— The request —
Swap "one marker per instance" for "a single point per instance" throughout the records below and reproduce them otherwise unchanged. Leave the pictures out of your output.

Photo object pointing records
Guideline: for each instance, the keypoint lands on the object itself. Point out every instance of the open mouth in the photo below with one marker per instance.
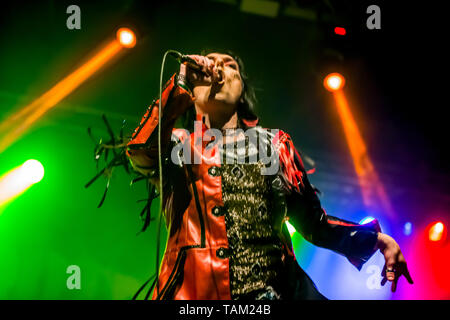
(221, 77)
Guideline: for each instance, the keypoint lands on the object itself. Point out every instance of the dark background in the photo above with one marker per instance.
(395, 83)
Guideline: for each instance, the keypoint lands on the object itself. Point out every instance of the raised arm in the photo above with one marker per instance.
(356, 242)
(142, 149)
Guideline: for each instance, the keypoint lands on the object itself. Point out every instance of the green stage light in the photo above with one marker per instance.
(18, 180)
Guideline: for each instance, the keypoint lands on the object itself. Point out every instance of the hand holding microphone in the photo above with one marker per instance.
(197, 69)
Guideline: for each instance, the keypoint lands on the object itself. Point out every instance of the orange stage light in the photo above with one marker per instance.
(126, 37)
(373, 192)
(334, 81)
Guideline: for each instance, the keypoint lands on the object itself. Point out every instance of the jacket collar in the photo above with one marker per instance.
(245, 123)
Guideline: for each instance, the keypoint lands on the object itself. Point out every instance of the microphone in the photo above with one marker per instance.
(182, 58)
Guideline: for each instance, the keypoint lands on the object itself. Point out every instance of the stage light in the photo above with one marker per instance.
(18, 180)
(126, 37)
(366, 220)
(340, 31)
(33, 171)
(18, 123)
(437, 232)
(291, 228)
(407, 228)
(334, 82)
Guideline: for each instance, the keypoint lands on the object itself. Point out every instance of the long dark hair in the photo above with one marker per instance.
(247, 102)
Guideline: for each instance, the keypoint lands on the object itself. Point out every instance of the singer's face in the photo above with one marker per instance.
(223, 95)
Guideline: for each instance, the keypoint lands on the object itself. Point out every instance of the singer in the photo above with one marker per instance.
(226, 233)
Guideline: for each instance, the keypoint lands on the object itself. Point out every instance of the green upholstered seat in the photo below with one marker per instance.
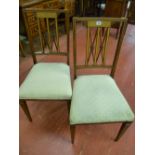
(97, 99)
(47, 81)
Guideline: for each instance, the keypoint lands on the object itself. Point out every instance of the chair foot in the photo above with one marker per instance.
(122, 130)
(72, 130)
(25, 109)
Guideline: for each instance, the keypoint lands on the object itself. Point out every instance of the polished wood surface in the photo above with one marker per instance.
(49, 132)
(29, 18)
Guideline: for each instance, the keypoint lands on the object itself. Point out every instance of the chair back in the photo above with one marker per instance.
(97, 37)
(48, 32)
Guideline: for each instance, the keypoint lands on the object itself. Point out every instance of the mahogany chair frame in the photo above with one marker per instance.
(46, 14)
(103, 22)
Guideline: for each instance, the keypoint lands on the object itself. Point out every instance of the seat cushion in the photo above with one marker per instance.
(47, 81)
(97, 99)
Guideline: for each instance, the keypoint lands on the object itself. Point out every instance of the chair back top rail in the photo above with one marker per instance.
(97, 37)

— Solution below —
Guideline: for each instance, the keypoint lands on the object itself. Point out every instance of the open mouth in the photo below with a single point per instance.
(221, 77)
Guideline: for each instance, the keypoint lands on the object itself. Point out every instance of the dark background in the photo above with a single point per instance.
(395, 83)
Guideline: for each instance, the keypoint lands on the object itself. Point out every instance of the raised arm in the photo above with a single point per instance.
(356, 242)
(142, 149)
Guideline: for each instance, the keypoint lands on the object itself. Point out every instance of the green stage light in the photo above with a single point per instance.
(18, 180)
Guideline: for each instance, the keypoint lands on the object itself. Point out every instance of the hand holding microphone in the photo above with a single point per instance.
(197, 69)
Guideline: for each instance, the keypoint lands on the object itself. Point out every instance of the orange stage light in the photo above with a single point per instance.
(126, 37)
(373, 192)
(334, 81)
Guideline: for each instance, the keypoint lands on the object itself. Point out every instance of the jacket collar in the photo above with a single point per instance.
(245, 123)
Guideline: for each instance, the keypoint lands on the object itself. Point out every instance of the microphone in the photo above with a single point per instance.
(182, 58)
Guideline: for each instance, the keypoint lands on the object itself. Point out every instance of the stage light in the photo above with a single point per instance.
(18, 180)
(126, 37)
(366, 220)
(340, 31)
(33, 171)
(18, 123)
(437, 232)
(291, 228)
(407, 228)
(334, 82)
Guideline: for each instance, the keypoint lands on the object itself. Point out every instance of the long dark hair in the photo above with a single point per instance.
(247, 102)
Guideline: for each instance, the keypoint lands on the object itself. Point out every instance of the singer's face in the photo above with a single point per instance.
(223, 95)
Guideline: for each instance, the keypoint lands on the object itself. Point out every instance of the singer in the photo above with a single point per instance.
(226, 233)
Guideline: for each instance, the keypoint lands on the object itself. Point out every instance of the green upholstered seat in the photo below with a single point per instance.
(97, 99)
(47, 81)
Guideline: for each instance, the keypoint lands on the object itself. Point out every instance of the chair foot in the photo above with a single point per instance.
(122, 130)
(72, 130)
(25, 109)
Guideline: for each instance, the keypoint lands on the object itself. Point out every instance of the polished wood surface in the photo above with a single point per instance.
(49, 132)
(29, 18)
Guideline: for each instance, the keypoint lands on the object itself. Point out every instance of the chair back in the photo above with a single point per instance.
(97, 37)
(48, 32)
Guideline: for each instance, the keypoint lands on the object itself. Point out every instance of the mahogany chair frame in the photo above with a single point per instance.
(46, 14)
(103, 22)
Guideline: for each instance, the keypoint lands on the object itself. Point out every instance of the seat cushion in the photo above with a single point per instance.
(47, 81)
(97, 99)
Guideline: for each instance, the keypoint lands on the object itself. Point out every instance of the chair back top rail in the photo above with a single point per instance.
(97, 37)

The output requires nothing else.